*** Opening DATA SUPPLIED ***

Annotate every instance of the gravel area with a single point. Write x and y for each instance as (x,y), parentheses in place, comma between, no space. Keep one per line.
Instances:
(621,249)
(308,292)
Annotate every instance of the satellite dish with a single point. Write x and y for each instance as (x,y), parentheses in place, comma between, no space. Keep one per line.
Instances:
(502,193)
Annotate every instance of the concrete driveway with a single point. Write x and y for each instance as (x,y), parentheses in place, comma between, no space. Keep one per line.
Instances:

*** Closing DATA SUPPLIED ***

=== ACTIVITY ===
Each entry above must be set down again without alteration.

=== RESPONSE BELOW ===
Annotate every instance of the gravel area with a single point. Write x and y for each instance as (x,y), parentheses in place, comma between, no space. Keep one per line.
Instances:
(621,249)
(308,292)
Annotate every instance of the satellite dish with a single point. Write x and y for each instance as (x,y), parentheses in place, comma between, no space. Keep one per line.
Instances:
(502,193)
Annotate every instance of the concrete driveway with a single point. Write x and y for each instance as (x,y), parentheses in place, comma between, no space. Keep one per line.
Instances:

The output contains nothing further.